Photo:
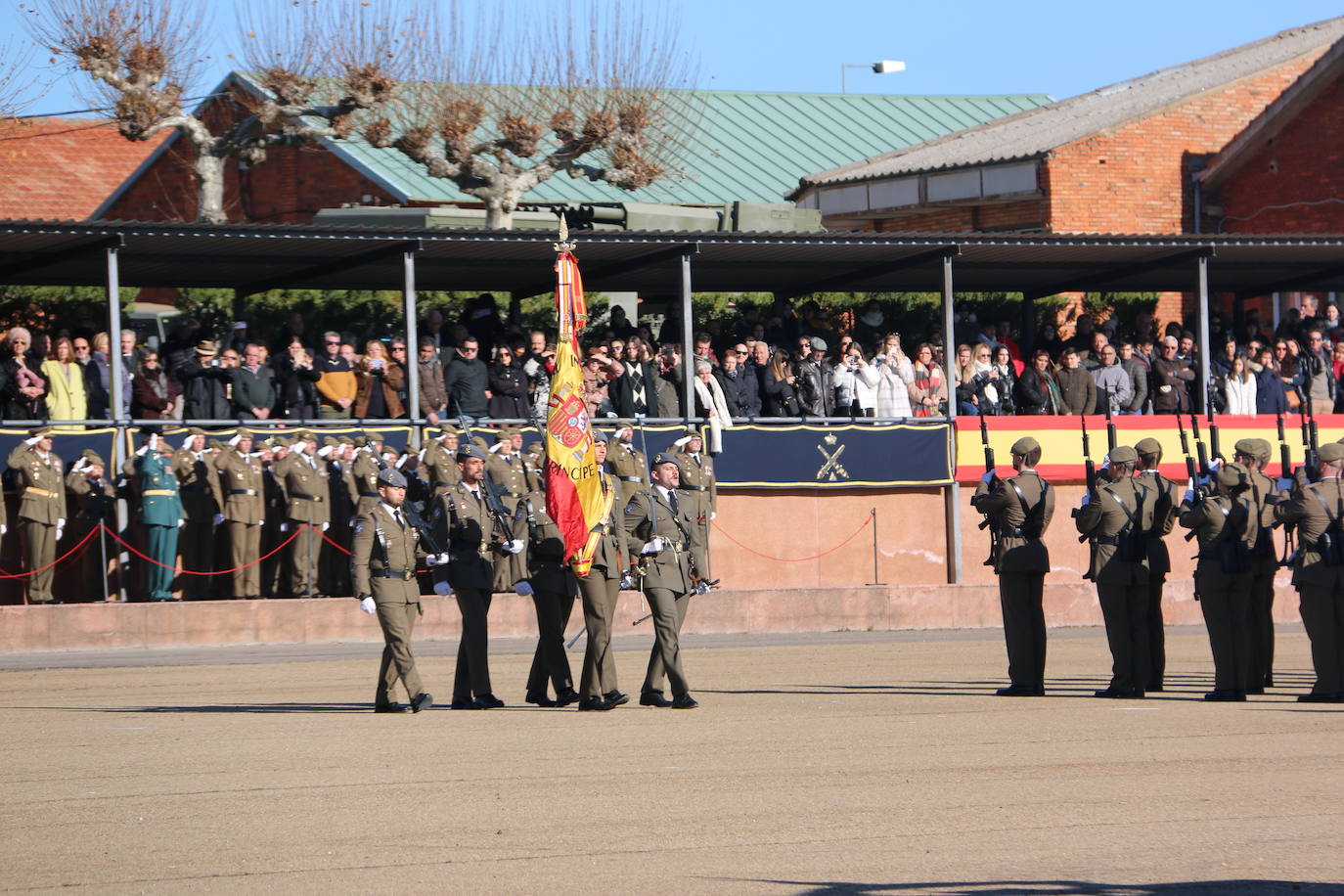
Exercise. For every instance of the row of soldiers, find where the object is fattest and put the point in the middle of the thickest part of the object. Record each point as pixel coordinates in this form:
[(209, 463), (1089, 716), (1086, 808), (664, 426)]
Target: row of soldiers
[(1127, 516)]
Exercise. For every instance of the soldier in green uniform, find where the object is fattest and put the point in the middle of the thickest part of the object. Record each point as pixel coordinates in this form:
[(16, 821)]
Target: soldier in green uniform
[(90, 500), (198, 484), (1019, 512), (1116, 517), (39, 478), (1318, 510), (601, 589), (464, 524), (699, 492), (1159, 560), (660, 522), (306, 488), (1226, 525), (1265, 493), (383, 560), (626, 464), (160, 514), (243, 486)]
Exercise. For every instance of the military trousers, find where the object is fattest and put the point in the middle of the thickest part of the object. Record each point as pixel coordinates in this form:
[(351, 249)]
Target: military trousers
[(1226, 601), (161, 543), (1024, 626), (398, 622), (550, 661), (668, 608), (1156, 630), (600, 596), (1125, 610), (245, 550), (471, 676), (39, 550), (1322, 617), (1262, 621)]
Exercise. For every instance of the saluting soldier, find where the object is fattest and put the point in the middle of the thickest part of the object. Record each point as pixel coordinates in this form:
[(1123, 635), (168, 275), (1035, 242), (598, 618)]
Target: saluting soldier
[(626, 464), (244, 510), (1265, 493), (660, 522), (1019, 510), (553, 587), (1114, 517), (92, 495), (39, 478), (160, 514), (305, 481), (699, 492), (383, 560), (464, 524), (1159, 560), (1319, 569), (1226, 525), (198, 484)]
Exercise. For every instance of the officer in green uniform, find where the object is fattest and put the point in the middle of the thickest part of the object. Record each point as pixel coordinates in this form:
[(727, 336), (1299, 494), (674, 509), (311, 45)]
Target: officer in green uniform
[(198, 484), (160, 514), (1116, 517), (553, 587), (1159, 560), (660, 524), (243, 488), (601, 589), (305, 482), (383, 560), (1226, 525), (1265, 493), (1019, 510), (464, 524), (626, 464), (39, 479), (699, 492), (1318, 510)]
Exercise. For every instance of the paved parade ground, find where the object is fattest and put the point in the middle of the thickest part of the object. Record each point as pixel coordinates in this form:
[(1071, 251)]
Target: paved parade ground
[(865, 763)]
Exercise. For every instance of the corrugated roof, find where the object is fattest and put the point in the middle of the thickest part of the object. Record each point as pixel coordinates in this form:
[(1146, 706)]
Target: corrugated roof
[(1038, 130), (64, 168), (749, 147)]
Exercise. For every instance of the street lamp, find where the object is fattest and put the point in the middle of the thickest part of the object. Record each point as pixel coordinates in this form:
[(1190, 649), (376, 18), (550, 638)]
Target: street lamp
[(880, 67)]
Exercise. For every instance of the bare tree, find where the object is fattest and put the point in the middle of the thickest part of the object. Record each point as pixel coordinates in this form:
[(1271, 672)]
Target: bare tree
[(324, 64), (604, 96)]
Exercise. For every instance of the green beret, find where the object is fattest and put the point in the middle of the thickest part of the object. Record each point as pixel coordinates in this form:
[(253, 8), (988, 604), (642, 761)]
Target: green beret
[(1124, 454)]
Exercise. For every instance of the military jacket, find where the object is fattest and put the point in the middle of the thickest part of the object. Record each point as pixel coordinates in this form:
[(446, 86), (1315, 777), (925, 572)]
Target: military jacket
[(157, 479), (650, 515), (39, 482), (1017, 551), (1105, 517), (306, 488), (384, 557), (241, 486)]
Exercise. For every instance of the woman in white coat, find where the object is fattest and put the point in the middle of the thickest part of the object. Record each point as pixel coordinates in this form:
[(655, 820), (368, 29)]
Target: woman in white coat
[(895, 374)]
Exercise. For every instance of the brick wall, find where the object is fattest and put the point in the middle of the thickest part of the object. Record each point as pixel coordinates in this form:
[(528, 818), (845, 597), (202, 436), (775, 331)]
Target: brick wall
[(1303, 164)]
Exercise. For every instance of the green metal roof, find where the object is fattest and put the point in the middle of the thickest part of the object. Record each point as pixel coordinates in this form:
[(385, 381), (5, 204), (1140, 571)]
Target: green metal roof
[(749, 147)]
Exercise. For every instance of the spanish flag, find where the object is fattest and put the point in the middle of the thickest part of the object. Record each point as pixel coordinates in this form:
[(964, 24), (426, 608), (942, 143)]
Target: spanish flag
[(575, 496)]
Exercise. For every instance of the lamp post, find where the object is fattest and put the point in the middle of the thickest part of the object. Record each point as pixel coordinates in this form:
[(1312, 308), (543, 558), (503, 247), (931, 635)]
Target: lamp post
[(880, 67)]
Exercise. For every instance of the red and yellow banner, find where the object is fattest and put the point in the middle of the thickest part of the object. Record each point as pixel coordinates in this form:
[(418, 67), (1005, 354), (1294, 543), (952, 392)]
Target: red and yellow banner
[(574, 493)]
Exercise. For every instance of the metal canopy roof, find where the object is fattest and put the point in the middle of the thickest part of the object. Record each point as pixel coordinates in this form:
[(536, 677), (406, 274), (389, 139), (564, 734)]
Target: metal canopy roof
[(258, 256)]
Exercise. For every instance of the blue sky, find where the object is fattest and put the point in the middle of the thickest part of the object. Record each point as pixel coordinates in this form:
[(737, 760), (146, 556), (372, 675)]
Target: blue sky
[(1050, 46)]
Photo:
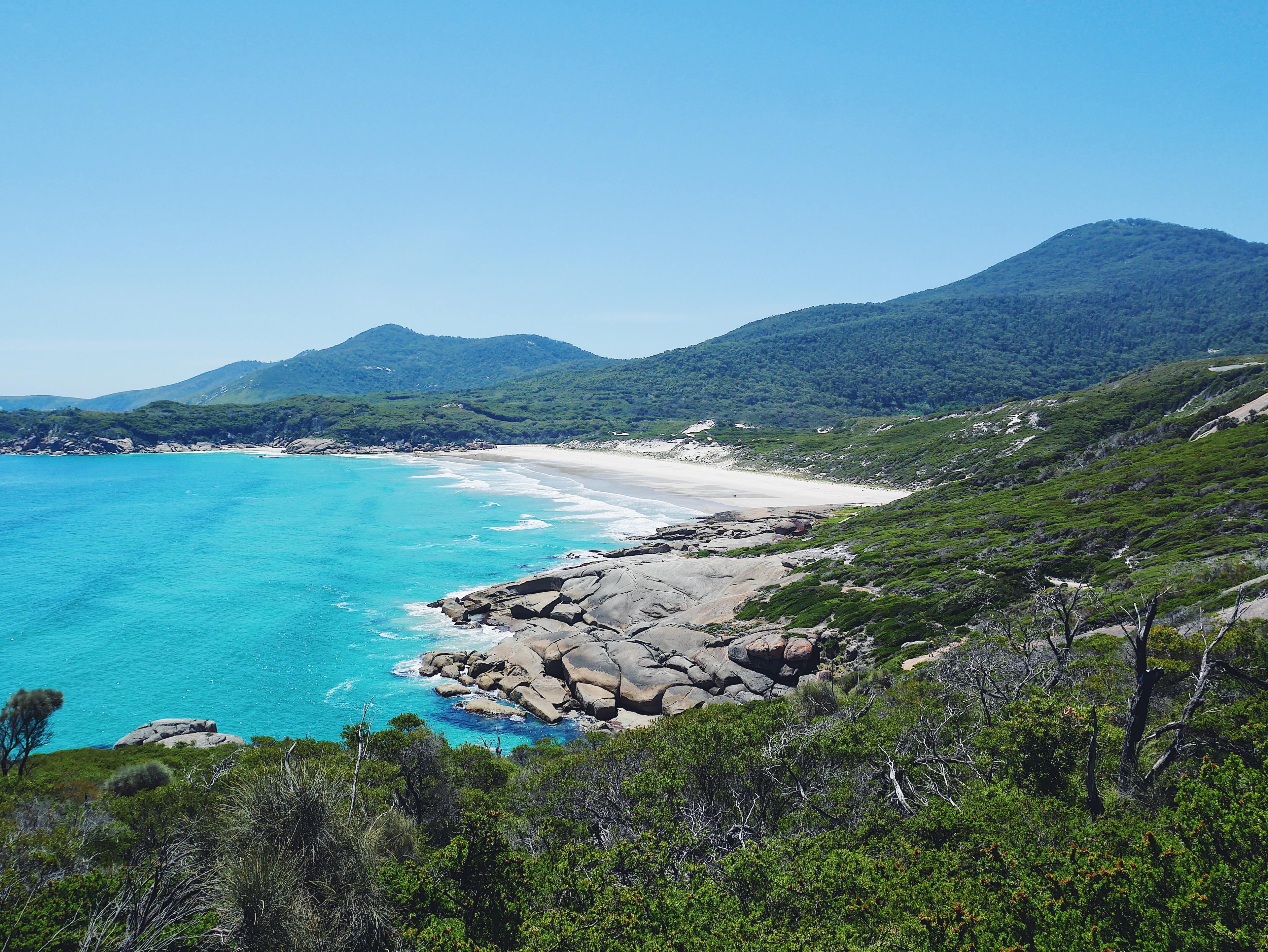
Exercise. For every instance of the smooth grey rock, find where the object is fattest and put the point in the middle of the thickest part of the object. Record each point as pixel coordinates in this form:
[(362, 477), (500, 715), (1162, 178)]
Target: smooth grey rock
[(674, 639), (798, 652), (591, 665), (536, 704), (164, 728), (643, 681), (532, 606), (756, 681), (551, 689), (683, 698), (515, 652), (578, 589), (595, 700), (489, 708), (716, 663), (203, 739), (311, 444), (567, 613)]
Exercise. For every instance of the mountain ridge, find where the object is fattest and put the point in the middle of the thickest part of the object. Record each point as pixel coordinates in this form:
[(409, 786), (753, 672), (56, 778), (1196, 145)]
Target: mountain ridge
[(1099, 300), (456, 362)]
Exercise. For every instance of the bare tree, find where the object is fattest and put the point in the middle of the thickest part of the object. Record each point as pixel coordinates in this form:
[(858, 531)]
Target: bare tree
[(1203, 683), (362, 733), (1096, 805), (1137, 627), (1000, 667), (935, 758), (1067, 610), (157, 904), (24, 725)]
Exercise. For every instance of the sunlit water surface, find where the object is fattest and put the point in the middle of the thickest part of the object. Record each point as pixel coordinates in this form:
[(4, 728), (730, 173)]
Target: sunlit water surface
[(274, 595)]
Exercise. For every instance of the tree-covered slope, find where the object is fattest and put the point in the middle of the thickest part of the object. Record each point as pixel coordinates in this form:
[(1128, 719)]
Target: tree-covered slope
[(196, 390), (1011, 439), (388, 358), (394, 358), (39, 401), (1091, 302)]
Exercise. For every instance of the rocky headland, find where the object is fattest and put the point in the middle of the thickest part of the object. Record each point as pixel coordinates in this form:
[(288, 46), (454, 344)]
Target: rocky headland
[(649, 629), (169, 732)]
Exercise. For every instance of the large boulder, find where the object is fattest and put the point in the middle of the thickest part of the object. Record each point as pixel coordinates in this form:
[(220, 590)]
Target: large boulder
[(551, 689), (489, 708), (591, 665), (799, 652), (164, 728), (532, 606), (595, 700), (673, 639), (515, 652), (311, 444), (717, 665), (536, 704), (643, 681), (203, 739), (683, 698)]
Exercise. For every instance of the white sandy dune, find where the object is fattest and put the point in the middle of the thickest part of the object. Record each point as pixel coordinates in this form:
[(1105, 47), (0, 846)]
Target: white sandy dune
[(695, 485)]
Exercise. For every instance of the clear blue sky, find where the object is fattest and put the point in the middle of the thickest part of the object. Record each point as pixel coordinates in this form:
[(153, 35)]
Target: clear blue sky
[(188, 184)]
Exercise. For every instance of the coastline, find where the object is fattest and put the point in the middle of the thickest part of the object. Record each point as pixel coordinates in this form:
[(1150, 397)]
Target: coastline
[(702, 486)]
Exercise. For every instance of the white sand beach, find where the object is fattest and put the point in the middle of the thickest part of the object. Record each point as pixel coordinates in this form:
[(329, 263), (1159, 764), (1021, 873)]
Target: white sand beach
[(694, 485)]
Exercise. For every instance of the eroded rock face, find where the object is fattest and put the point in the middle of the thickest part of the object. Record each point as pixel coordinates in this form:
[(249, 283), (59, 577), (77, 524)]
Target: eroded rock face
[(170, 732), (623, 632)]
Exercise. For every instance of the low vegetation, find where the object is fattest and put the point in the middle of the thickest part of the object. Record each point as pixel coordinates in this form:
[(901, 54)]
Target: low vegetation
[(1017, 795)]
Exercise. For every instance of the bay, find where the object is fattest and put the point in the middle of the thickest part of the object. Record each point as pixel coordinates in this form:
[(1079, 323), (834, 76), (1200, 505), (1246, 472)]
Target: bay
[(274, 595)]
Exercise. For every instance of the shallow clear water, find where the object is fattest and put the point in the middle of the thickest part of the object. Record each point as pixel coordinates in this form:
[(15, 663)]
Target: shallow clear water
[(274, 595)]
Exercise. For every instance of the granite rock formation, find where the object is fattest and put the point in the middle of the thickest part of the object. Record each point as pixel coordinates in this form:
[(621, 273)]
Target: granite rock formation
[(647, 628), (170, 732)]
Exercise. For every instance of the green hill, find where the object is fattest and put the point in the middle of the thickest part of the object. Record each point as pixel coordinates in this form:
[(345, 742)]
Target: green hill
[(387, 358), (394, 358), (196, 390), (39, 401), (1087, 303)]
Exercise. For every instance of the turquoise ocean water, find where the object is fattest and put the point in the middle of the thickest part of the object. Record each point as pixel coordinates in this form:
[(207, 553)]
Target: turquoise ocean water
[(274, 595)]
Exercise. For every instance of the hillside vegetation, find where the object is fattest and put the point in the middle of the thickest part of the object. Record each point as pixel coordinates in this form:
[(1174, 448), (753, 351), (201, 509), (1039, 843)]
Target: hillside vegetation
[(388, 358), (1087, 303), (1021, 792), (394, 358)]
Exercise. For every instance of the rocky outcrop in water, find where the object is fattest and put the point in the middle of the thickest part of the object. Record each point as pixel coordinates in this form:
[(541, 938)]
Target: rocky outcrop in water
[(649, 628), (170, 732)]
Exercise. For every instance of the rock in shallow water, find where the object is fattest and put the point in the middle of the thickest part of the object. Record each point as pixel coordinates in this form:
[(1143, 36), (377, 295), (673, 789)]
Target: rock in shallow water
[(489, 708), (196, 732)]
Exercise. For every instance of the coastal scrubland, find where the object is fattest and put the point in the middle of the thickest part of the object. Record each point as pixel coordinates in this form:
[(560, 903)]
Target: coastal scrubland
[(1039, 716), (883, 812), (1053, 780)]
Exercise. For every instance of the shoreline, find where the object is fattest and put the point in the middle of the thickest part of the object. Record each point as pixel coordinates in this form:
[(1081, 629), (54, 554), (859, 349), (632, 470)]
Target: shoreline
[(707, 487), (700, 486)]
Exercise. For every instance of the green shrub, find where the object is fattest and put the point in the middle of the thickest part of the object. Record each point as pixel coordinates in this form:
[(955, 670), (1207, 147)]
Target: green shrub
[(135, 778)]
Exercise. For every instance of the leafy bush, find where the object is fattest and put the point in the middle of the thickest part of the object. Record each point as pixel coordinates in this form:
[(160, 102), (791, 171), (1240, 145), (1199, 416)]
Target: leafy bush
[(135, 778)]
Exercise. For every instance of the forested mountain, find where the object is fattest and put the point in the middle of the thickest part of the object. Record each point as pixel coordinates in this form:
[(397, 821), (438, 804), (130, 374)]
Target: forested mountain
[(39, 401), (1085, 305), (196, 390), (396, 359), (387, 358)]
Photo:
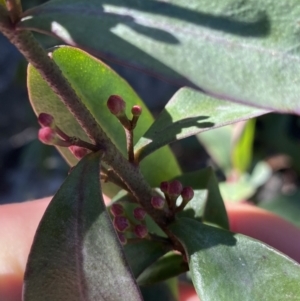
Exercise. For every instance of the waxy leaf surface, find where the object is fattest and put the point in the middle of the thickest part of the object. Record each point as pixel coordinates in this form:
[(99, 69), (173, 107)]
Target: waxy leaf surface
[(242, 50), (226, 266), (168, 266), (76, 254), (207, 204), (94, 82), (190, 112)]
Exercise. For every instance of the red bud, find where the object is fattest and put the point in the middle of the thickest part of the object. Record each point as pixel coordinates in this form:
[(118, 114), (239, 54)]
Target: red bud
################
Given exercise
Rewrite the lines as a Markdown table with the columns Row and Line, numbering each row and skipping blank lines. Begin at the first line, stop after the line that contains "[(1127, 516)]", and leave the pictures out.

The response
| Row | Line |
|---|---|
| 1 | Photo: |
| 2 | Exercise. For every instance of the row of soldiers, find where the object is fattest and put the point in the middle of the thickest part of the object. Record each point as pixel coordinates in this form: |
| 3 | [(209, 463), (1089, 716), (1086, 808), (664, 426)] |
| 4 | Target: row of soldiers |
| 5 | [(1127, 516)] |